> **Task details**
Put the lines of the data below into a numbered list, beginning at the line that contains "Objective — one marker per instance of the crown" and ending at the end of the data, with both ends included and blank lines omitted. Leave the pictures out of the list.

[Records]
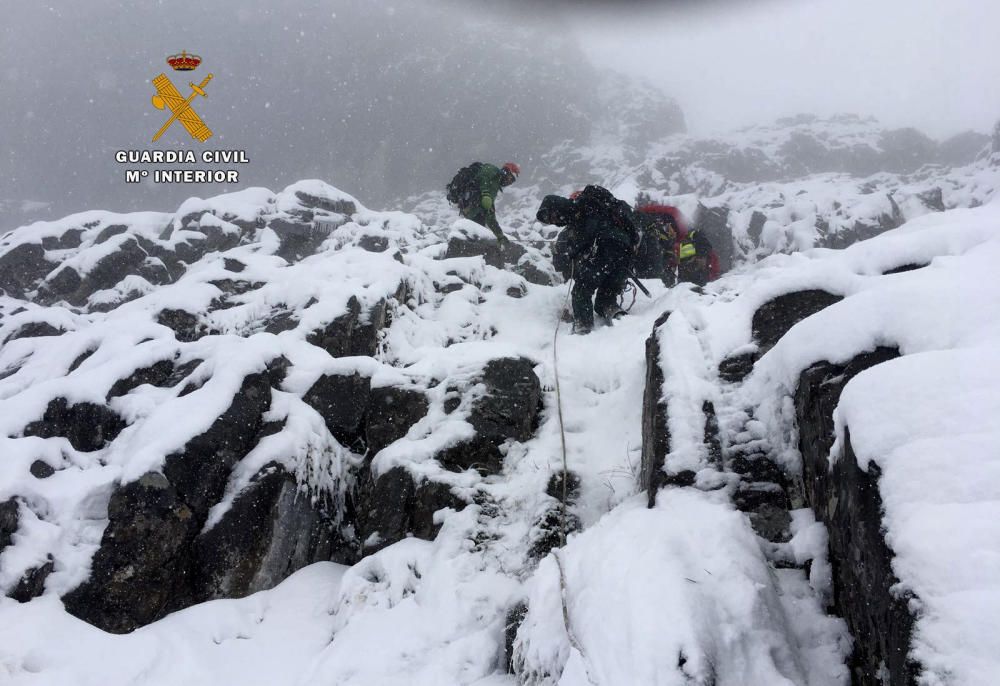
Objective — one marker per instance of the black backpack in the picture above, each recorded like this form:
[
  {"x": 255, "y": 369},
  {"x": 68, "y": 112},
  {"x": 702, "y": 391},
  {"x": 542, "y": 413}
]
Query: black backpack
[
  {"x": 462, "y": 188},
  {"x": 599, "y": 201}
]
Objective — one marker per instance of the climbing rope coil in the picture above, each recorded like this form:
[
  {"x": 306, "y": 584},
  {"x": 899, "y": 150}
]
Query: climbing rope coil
[{"x": 567, "y": 624}]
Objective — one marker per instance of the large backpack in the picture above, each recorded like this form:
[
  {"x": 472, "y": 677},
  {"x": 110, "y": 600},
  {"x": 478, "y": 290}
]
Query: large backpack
[
  {"x": 463, "y": 187},
  {"x": 599, "y": 201}
]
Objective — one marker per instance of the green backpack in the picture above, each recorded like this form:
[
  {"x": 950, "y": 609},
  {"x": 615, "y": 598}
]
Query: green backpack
[{"x": 463, "y": 187}]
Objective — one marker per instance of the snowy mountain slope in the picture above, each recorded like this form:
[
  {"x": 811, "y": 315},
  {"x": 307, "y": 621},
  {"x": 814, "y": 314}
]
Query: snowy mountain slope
[
  {"x": 283, "y": 379},
  {"x": 799, "y": 183}
]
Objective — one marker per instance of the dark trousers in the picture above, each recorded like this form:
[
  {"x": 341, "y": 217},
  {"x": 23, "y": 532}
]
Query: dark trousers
[{"x": 605, "y": 274}]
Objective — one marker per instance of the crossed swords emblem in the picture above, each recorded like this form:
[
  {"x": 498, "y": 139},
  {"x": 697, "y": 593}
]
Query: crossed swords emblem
[{"x": 168, "y": 96}]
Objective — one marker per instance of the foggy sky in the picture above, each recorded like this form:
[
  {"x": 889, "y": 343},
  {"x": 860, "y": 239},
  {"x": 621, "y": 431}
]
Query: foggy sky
[
  {"x": 931, "y": 64},
  {"x": 385, "y": 99}
]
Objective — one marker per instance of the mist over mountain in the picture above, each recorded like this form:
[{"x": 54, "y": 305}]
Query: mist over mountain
[{"x": 386, "y": 99}]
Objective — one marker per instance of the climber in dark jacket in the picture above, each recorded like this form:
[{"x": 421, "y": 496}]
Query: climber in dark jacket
[
  {"x": 478, "y": 200},
  {"x": 596, "y": 248}
]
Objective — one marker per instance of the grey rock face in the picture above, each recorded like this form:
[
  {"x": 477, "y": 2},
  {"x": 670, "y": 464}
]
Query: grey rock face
[
  {"x": 396, "y": 505},
  {"x": 847, "y": 499},
  {"x": 140, "y": 568},
  {"x": 34, "y": 330},
  {"x": 272, "y": 530},
  {"x": 499, "y": 255},
  {"x": 32, "y": 583},
  {"x": 508, "y": 410},
  {"x": 655, "y": 427},
  {"x": 390, "y": 414},
  {"x": 146, "y": 565},
  {"x": 199, "y": 472},
  {"x": 22, "y": 268},
  {"x": 341, "y": 400},
  {"x": 353, "y": 333},
  {"x": 773, "y": 319},
  {"x": 87, "y": 426},
  {"x": 10, "y": 515},
  {"x": 513, "y": 397}
]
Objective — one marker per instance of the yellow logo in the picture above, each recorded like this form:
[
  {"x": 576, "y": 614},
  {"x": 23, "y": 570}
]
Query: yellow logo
[{"x": 168, "y": 96}]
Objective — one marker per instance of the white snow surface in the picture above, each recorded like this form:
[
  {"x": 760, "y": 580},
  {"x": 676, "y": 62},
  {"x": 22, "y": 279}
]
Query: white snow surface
[{"x": 670, "y": 595}]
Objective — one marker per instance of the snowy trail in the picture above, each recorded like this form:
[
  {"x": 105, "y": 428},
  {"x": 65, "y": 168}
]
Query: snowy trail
[{"x": 422, "y": 612}]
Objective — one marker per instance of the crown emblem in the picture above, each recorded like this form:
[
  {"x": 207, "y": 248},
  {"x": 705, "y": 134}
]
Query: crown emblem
[{"x": 184, "y": 61}]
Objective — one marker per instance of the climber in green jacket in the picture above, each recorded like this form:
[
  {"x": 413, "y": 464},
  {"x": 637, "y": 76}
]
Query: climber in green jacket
[{"x": 475, "y": 188}]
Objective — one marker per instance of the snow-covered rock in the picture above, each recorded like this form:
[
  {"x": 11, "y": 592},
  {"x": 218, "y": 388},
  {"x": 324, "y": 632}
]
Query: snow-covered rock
[{"x": 312, "y": 381}]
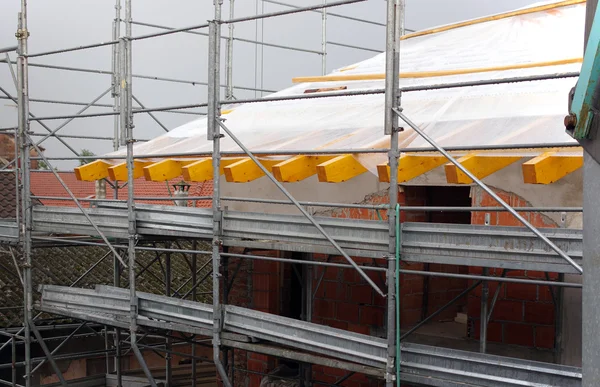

> **Full output**
1. Objective — one marker per instance of the crown emblem in the picture above, each recorded like this form:
2. [
3.   {"x": 207, "y": 248},
4.   {"x": 705, "y": 134}
5. ]
6. Query: crown emblem
7. [{"x": 184, "y": 61}]
8. Objective — one marker per instance of the climber in green jacket in the picture above, each recorded like this form:
9. [
10.   {"x": 413, "y": 464},
11.   {"x": 637, "y": 76}
12. ]
13. Query: climber in green jacket
14. [{"x": 475, "y": 188}]
15. Objective — one marker per instance of the snow-covered rock in the picture above, each recorded like this form:
16. [
17.   {"x": 11, "y": 592},
18.   {"x": 218, "y": 388},
19.   {"x": 324, "y": 632}
20. ]
21. Query: snow-covered rock
22. [{"x": 312, "y": 381}]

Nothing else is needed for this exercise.